-- Raw data follows --

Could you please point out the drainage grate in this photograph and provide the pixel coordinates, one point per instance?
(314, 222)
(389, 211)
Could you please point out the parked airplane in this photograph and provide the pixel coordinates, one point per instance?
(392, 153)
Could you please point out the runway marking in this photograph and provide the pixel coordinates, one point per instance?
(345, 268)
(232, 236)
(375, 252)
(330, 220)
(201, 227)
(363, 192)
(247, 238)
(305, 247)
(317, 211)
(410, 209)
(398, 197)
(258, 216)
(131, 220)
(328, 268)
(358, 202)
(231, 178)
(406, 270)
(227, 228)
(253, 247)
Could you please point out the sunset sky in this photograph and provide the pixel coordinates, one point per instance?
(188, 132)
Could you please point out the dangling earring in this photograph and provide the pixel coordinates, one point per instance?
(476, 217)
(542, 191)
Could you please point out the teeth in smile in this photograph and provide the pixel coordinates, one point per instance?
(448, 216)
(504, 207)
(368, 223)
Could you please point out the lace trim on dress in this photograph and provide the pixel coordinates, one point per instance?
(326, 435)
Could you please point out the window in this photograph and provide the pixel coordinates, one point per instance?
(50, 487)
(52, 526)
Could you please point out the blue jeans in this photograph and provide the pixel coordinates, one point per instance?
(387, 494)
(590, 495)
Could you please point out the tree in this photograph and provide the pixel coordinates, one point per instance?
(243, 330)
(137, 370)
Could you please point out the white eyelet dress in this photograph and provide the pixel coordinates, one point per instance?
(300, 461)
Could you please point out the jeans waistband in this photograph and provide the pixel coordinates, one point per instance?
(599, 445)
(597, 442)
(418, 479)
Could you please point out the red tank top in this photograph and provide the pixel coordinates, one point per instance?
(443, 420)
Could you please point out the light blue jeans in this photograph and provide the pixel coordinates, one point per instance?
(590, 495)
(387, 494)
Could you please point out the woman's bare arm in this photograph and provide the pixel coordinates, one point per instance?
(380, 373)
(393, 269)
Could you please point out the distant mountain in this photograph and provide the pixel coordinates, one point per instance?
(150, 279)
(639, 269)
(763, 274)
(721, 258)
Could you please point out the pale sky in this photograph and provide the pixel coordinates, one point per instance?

-- Raw data concluded --

** What is being asked **
Would you please repeat the whole listing exactly as it is?

** Result of the exercise **
Could you please point out the drainage grate in this photograph and provide the pixel coordinates, one point per instance?
(314, 222)
(389, 211)
Could you please point out the parked airplane in this photograph and provide the pixel coordinates, one point per instance?
(392, 153)
Could you please point out the runway marking in this photograph and provide the pixel coordinates, one point per instance?
(345, 268)
(232, 236)
(375, 252)
(330, 220)
(201, 227)
(363, 192)
(247, 238)
(305, 247)
(317, 211)
(410, 209)
(398, 197)
(258, 216)
(131, 220)
(328, 268)
(358, 202)
(231, 178)
(406, 270)
(227, 228)
(253, 247)
Could you please point out the sunset sky in this photograph and provide the pixel coordinates, one point per instance?
(188, 132)
Could you please point out the dangling earring in this photograph and provide the pixel coordinates, one point per instance?
(476, 217)
(542, 191)
Could you please point out the teeth in smile in this photograph and provide the pixel coordinates, one point per instance?
(448, 216)
(504, 207)
(368, 223)
Could you please point out the lace trim on dress in this photograph and provide the pixel coordinates, one point per instance?
(326, 435)
Could you please point out the window in this photograph and provide the pixel coordinates, one point per instance?
(50, 487)
(52, 526)
Could you please point out the blue jeans in this photograph and provide the pixel coordinates, one point per instance?
(387, 494)
(590, 495)
Could you please point out the tree in this photograph and provide the pixel coordinates, one point per instance?
(243, 330)
(137, 370)
Could you please point out the white eyelet dress in this photograph and provide the pixel coordinates, one point per instance?
(300, 461)
Could you please point out the jeans waistband in this photograph and provide the pixel coordinates, one point per instance?
(599, 445)
(597, 442)
(418, 479)
Could you please point out the red tank top in this photograph and provide the pixel coordinates, one point per instance?
(443, 420)
Could you please point out the light blue jeans in this photograph and provide the pixel coordinates, one point per instance?
(590, 495)
(387, 494)
Could you please point out the woman's bare arm in this photograph and provide the pixel coordinates, one point per instance?
(380, 373)
(393, 269)
Could you please point out the distant mountain in this photograph and provide the pixel coordinates, one point per instance?
(150, 279)
(639, 269)
(763, 274)
(721, 258)
Could you please point out the pale sky in this photograph and provide the pixel coordinates, one point per instance?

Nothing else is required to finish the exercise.